▸ **EXERCISE DIRECTIONS**
All lines from the one with "For every instance of the dark blue" through the last are to be given again exactly as they stand in the data below, and only those.
++++ DATA SUPPLIED ++++
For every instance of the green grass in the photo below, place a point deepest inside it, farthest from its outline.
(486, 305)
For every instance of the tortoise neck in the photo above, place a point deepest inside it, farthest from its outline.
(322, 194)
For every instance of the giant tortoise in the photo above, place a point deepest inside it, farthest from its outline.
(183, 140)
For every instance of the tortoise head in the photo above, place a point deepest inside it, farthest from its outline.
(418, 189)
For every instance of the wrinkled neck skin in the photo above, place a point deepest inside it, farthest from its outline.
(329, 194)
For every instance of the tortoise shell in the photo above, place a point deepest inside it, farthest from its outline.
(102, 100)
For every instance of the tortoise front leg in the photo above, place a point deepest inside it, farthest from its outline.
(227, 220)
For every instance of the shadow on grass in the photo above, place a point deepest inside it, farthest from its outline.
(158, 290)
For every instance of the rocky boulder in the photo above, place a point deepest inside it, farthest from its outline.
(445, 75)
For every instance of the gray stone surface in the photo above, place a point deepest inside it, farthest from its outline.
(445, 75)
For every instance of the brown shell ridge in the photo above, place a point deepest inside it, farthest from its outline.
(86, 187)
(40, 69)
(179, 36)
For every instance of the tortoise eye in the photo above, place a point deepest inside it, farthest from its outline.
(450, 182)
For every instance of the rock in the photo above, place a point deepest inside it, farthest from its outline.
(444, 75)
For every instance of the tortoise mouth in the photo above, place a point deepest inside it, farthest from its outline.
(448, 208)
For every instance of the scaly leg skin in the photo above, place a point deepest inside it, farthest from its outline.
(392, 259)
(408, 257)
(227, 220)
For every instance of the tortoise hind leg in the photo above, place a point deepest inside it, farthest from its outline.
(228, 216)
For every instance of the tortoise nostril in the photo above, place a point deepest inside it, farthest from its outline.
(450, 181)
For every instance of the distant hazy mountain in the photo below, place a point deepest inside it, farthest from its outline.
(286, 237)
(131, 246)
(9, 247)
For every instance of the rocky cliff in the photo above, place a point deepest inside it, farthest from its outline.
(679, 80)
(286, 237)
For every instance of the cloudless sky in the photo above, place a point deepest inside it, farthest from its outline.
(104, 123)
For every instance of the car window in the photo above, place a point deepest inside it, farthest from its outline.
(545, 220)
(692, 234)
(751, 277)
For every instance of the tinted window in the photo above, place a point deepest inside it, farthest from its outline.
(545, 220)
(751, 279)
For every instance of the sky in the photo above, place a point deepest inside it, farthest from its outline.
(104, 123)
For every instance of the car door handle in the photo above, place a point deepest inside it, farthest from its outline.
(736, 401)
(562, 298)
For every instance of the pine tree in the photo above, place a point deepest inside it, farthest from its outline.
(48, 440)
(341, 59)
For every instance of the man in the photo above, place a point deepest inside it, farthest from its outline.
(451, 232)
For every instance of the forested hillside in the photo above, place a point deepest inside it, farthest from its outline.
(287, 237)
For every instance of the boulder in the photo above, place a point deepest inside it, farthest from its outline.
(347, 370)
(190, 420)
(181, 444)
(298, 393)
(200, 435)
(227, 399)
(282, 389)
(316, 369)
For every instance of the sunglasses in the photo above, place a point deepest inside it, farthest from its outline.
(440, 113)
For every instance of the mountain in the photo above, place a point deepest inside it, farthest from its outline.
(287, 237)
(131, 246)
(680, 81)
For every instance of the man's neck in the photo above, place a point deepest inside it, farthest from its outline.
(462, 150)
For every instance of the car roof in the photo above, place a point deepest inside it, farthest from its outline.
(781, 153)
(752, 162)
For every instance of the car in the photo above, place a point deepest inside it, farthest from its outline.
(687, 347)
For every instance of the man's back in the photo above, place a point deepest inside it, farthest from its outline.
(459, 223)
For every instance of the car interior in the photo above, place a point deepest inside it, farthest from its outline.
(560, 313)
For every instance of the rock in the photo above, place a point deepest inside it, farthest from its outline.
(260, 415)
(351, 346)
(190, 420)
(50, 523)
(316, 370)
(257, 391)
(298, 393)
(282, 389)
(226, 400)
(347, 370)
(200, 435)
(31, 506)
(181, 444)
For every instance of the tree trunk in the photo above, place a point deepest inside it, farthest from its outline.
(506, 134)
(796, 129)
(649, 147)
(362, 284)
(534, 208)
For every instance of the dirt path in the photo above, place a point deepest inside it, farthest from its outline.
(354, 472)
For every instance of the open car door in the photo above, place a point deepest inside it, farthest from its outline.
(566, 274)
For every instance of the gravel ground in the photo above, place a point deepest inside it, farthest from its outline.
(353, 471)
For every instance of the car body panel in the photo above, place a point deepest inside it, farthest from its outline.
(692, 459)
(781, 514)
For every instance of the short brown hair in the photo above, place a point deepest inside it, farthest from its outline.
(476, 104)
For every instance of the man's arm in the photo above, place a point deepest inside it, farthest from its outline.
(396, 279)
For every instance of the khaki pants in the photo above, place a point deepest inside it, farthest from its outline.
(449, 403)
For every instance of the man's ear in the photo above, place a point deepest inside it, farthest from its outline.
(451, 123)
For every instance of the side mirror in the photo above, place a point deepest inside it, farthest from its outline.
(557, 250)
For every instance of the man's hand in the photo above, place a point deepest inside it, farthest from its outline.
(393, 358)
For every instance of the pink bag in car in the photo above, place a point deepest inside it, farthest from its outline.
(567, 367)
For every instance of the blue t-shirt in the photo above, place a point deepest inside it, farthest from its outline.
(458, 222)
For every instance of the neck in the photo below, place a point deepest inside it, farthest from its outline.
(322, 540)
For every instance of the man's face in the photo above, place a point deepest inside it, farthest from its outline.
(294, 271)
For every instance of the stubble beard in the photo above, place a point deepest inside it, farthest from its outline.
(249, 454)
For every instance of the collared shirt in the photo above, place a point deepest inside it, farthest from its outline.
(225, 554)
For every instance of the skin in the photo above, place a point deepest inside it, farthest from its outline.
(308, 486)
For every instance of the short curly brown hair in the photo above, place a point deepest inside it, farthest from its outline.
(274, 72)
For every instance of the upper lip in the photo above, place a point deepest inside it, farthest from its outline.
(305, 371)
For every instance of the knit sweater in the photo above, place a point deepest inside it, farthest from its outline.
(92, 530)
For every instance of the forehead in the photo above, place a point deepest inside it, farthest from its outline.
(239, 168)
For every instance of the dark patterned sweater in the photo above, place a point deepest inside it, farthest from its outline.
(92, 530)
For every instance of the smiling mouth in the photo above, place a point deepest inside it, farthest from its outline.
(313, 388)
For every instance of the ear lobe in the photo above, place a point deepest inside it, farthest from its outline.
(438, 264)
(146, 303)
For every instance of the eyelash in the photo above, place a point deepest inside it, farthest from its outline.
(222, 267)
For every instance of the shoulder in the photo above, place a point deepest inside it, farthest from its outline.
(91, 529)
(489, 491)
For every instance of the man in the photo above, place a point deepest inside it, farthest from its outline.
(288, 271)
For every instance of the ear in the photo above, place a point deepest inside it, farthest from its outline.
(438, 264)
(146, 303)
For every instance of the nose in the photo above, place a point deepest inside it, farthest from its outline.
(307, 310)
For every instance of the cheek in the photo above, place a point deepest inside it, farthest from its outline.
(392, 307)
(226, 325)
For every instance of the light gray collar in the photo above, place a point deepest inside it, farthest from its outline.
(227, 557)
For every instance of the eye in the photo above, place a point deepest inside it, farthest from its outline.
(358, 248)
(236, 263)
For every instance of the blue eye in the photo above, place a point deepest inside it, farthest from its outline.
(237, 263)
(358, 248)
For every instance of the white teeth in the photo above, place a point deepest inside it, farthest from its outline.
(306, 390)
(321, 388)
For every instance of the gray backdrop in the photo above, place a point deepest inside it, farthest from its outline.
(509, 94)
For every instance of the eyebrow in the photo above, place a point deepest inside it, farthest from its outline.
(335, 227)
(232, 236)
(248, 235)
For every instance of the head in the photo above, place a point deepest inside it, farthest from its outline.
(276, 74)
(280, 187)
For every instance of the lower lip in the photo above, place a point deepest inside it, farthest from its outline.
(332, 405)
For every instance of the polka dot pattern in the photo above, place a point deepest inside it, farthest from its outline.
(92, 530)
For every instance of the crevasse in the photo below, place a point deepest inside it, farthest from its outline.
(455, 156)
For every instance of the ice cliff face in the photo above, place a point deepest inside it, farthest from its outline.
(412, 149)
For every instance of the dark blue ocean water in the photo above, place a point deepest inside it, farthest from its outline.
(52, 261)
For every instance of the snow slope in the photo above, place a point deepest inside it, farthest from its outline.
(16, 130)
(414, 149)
++++
▸ **REPLY TO THE TASK**
For every instance of the dark blue ocean water in the photo above, place a point deepest inside it, farthest from its outline.
(52, 261)
For every instance of the snow slope in the photo above, place a point deepest inside it, farthest from its outline.
(16, 130)
(414, 149)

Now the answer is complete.